Work item
Give back, unchanged, the lines from the one containing "the gray flat" to the end of the listing, inclusive of both.
(Source information begins)
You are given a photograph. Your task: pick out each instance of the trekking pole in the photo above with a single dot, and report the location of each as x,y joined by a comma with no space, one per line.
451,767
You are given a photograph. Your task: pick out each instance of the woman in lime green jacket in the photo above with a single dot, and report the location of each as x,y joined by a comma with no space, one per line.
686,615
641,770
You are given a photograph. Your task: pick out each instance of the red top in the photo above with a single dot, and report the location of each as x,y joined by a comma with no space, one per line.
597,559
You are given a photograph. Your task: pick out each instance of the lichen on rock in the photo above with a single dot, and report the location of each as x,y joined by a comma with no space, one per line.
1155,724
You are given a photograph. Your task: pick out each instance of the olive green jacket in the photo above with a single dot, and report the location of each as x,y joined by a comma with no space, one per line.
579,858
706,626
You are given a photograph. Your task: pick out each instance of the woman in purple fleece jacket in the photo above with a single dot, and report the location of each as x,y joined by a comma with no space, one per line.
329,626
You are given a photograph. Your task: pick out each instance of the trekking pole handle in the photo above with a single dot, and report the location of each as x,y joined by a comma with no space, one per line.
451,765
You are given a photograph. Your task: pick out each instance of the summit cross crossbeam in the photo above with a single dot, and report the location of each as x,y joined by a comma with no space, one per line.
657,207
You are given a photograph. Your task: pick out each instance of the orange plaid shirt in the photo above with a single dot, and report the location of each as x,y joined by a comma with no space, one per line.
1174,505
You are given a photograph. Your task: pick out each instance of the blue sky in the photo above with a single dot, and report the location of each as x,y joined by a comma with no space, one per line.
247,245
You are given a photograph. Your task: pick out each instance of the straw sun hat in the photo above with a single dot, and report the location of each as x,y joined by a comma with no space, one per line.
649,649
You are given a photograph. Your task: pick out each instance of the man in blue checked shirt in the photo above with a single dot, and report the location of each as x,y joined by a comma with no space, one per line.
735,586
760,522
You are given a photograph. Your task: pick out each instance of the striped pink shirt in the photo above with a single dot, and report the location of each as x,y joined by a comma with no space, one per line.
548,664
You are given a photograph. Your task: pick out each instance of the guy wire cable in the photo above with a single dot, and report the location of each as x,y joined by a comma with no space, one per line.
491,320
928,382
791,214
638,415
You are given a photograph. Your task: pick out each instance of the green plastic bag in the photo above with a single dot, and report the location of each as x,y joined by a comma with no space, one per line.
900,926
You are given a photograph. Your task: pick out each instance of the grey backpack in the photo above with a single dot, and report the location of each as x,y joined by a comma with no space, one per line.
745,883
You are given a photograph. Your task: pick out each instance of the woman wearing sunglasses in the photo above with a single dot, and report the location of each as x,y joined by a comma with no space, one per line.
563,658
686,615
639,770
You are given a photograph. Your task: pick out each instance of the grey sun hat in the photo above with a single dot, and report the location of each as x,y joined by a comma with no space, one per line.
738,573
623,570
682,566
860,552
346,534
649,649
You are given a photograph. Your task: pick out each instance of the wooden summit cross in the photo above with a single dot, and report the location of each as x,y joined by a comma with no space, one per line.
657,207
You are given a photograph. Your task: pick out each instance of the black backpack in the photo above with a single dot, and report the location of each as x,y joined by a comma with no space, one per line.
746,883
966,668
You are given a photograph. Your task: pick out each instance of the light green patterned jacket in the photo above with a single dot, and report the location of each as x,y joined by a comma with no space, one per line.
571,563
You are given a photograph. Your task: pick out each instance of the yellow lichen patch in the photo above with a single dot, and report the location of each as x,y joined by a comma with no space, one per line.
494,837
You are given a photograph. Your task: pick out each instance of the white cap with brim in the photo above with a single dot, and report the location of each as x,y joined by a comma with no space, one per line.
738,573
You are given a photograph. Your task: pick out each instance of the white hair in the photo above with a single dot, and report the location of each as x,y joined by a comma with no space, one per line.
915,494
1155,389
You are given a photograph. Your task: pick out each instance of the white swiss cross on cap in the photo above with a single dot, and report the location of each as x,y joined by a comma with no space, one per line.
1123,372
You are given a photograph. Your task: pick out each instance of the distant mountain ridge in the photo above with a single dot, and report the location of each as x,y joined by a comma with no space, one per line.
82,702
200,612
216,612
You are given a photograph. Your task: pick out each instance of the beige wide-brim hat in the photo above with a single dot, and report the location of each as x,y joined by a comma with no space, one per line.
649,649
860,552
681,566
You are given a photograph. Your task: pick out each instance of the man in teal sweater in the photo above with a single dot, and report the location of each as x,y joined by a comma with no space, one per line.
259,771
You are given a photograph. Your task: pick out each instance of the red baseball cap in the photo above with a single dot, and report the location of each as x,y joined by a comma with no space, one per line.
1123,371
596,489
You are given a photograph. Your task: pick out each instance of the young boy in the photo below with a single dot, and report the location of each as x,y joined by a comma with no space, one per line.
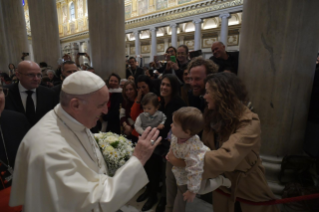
185,144
151,116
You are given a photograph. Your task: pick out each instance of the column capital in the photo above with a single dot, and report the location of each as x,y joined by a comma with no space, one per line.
224,15
136,32
197,21
173,25
153,29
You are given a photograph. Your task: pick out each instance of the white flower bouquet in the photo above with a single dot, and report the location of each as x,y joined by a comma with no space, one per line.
116,150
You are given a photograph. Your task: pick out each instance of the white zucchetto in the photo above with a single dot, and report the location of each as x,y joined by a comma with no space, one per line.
82,82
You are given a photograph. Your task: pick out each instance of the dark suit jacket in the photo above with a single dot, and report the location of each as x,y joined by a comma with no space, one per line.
14,126
136,73
46,100
57,90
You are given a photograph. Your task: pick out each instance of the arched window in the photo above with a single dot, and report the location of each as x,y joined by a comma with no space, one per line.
72,12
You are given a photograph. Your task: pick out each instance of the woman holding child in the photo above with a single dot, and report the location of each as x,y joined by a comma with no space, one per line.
232,132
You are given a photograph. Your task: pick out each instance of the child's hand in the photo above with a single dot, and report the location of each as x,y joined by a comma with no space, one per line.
160,127
189,196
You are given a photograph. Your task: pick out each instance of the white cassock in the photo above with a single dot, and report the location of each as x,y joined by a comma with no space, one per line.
60,168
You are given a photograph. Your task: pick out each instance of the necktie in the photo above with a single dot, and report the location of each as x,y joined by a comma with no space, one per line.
30,110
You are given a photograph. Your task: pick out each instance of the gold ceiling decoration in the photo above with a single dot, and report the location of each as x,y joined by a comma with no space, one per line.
191,11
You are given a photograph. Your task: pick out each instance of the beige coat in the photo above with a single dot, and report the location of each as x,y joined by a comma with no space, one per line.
238,159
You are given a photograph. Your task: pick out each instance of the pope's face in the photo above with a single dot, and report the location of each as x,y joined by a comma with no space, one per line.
92,108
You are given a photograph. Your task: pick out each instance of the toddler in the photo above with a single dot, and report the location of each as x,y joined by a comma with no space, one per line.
185,144
151,117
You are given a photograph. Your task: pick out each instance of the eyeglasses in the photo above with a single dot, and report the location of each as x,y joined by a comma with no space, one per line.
32,76
181,53
5,91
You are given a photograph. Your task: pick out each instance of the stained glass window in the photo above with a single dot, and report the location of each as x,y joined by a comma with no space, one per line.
72,12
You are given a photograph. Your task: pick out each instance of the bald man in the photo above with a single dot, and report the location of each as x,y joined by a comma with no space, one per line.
27,96
227,61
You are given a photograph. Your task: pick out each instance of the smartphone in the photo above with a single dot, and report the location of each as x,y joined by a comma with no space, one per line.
173,58
195,54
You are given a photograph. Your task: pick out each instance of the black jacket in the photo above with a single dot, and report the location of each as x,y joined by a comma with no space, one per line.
231,63
175,104
14,126
46,100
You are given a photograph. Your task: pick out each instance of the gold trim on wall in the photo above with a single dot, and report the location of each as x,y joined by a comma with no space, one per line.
191,12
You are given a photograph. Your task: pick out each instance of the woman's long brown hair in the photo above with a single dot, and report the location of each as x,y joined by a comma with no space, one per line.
230,96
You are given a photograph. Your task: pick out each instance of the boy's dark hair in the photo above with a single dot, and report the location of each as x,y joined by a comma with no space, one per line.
190,119
115,75
150,98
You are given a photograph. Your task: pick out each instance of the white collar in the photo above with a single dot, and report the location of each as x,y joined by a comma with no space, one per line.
23,89
69,120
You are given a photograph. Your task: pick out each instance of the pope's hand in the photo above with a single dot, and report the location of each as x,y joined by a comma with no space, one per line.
144,148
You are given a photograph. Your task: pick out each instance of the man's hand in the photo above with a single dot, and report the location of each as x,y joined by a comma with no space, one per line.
189,196
170,157
127,129
139,95
160,127
144,148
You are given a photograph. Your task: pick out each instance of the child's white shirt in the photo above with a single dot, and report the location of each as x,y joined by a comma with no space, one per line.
193,152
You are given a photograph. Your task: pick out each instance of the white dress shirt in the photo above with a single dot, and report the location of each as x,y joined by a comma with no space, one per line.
24,96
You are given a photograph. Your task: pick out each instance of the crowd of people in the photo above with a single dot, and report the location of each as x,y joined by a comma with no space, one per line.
199,108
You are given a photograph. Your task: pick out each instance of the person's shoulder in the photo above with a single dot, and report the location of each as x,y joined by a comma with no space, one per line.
45,90
234,54
13,115
249,122
57,87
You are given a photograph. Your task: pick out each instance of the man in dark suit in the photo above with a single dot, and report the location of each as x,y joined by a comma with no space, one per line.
13,127
67,68
27,96
225,60
133,70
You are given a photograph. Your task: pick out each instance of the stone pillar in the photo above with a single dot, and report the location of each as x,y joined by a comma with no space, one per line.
128,46
107,35
277,64
181,40
197,34
165,44
174,35
13,33
137,42
153,43
45,31
224,28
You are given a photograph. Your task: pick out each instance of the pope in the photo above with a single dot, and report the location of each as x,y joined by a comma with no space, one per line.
59,166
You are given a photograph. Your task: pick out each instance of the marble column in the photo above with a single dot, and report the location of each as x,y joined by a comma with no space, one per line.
153,43
128,46
197,34
137,42
45,31
13,33
107,35
181,40
224,28
278,50
165,44
174,35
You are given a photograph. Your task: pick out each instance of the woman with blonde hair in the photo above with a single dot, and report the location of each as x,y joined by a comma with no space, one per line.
233,134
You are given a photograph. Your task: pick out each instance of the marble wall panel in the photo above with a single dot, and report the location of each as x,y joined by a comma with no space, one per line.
128,11
142,7
161,4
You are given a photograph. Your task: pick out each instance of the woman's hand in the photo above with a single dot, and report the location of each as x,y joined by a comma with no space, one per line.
170,157
127,129
160,127
139,95
189,196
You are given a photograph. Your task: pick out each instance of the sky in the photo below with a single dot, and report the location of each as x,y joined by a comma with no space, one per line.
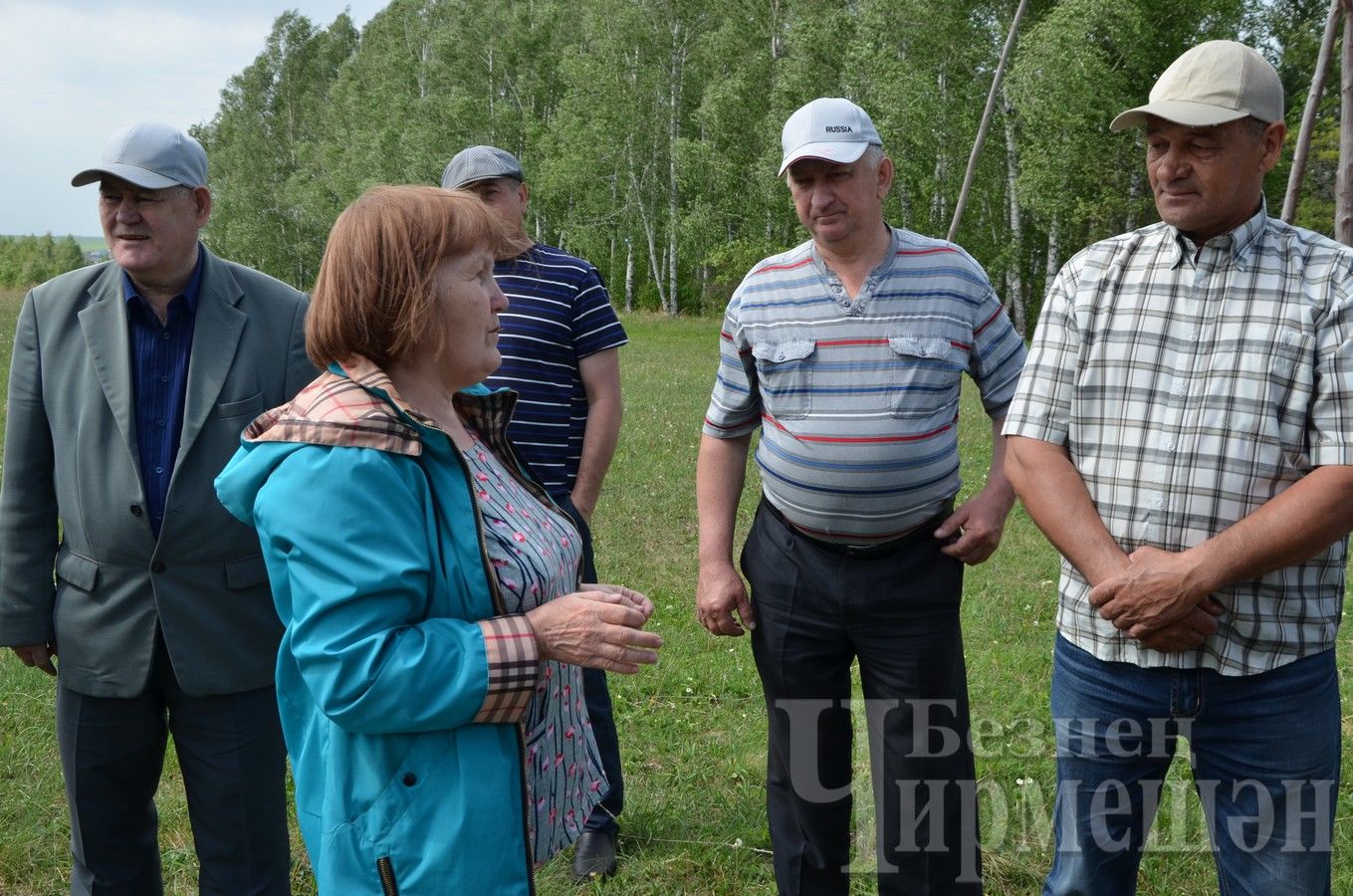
72,72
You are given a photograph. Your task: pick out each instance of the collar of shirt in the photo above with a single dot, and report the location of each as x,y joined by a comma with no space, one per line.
189,293
1240,243
874,277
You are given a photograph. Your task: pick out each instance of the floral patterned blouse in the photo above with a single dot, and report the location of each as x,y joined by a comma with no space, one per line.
535,552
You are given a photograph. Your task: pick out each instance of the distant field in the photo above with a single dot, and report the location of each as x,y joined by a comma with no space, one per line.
693,729
87,244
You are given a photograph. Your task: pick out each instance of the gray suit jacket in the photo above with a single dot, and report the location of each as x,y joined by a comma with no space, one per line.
71,456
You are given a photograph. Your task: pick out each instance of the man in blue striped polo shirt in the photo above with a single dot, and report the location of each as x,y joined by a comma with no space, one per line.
847,352
561,346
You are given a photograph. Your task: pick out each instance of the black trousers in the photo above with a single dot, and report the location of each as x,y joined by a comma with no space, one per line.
817,609
599,711
233,763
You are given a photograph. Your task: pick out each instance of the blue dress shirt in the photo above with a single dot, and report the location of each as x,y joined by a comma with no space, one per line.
158,379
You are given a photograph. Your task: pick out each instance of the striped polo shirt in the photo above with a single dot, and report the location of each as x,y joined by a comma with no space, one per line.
558,313
858,399
1192,384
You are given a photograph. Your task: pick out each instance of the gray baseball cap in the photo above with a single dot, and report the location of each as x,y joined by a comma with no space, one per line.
1214,83
481,162
151,156
828,127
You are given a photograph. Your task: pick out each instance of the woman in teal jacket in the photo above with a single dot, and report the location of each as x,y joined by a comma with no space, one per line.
426,680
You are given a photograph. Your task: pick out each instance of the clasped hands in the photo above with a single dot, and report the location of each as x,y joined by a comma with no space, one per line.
1157,601
599,627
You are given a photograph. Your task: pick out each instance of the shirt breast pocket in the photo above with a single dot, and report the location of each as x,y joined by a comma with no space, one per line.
924,375
785,376
1269,390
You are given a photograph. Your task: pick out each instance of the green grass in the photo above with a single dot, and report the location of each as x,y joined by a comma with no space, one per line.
693,729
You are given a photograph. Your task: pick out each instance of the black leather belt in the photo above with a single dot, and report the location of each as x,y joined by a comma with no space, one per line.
922,532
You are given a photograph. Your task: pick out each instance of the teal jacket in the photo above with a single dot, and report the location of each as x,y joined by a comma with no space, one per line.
399,682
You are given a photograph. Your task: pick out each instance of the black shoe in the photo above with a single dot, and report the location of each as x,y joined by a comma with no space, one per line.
594,855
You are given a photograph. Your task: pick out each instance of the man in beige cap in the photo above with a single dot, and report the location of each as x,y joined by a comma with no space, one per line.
119,570
1183,435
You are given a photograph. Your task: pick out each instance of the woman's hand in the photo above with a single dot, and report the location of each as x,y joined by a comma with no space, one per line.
601,628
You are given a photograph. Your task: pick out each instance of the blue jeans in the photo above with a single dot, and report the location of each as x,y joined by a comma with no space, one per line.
1263,753
599,711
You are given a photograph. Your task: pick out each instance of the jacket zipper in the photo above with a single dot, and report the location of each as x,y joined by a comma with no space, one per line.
387,876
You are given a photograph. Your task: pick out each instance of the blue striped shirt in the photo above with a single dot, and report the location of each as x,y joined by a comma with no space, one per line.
160,357
858,399
558,315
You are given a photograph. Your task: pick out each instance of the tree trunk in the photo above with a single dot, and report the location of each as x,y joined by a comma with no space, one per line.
1054,263
1312,104
1015,268
1344,181
678,65
987,120
629,275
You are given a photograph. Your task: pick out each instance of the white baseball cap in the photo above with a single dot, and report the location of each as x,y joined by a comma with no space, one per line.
1211,84
150,156
828,127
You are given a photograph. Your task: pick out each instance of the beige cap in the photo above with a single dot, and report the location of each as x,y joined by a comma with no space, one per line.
1211,84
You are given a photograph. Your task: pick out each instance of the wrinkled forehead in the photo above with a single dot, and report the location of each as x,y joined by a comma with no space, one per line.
1157,124
110,185
810,166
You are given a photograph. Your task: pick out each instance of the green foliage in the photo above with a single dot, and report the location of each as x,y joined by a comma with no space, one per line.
26,262
649,128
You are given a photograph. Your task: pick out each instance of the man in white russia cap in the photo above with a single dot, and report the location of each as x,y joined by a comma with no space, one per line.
847,352
1183,435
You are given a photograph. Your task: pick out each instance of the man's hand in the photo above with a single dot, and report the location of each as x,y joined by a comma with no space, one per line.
1190,632
1154,591
586,507
979,524
38,655
717,594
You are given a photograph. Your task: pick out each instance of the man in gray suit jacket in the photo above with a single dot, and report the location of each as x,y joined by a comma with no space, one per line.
128,387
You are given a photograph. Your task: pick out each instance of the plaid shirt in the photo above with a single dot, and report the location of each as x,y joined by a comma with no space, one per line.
1191,386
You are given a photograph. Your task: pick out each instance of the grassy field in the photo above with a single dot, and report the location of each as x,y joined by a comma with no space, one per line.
693,729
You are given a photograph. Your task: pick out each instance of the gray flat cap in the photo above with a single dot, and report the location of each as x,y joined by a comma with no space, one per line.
481,162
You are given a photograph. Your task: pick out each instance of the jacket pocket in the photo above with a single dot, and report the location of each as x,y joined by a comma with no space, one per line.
76,570
924,375
249,407
785,373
(Source information ends)
Written answer
You are given a photograph. Your task: pick out each instance of the gray flat cap in the photo above with a single dot, and report the location of each as x,y joined by a comma with no space, one per line.
481,162
You are given a photograph. Your task: pick out each instance of the jacket pocket in the photo above with a single dot, and report the location of each as x,y joined by a comma with no space, one per line.
76,570
924,375
249,407
785,373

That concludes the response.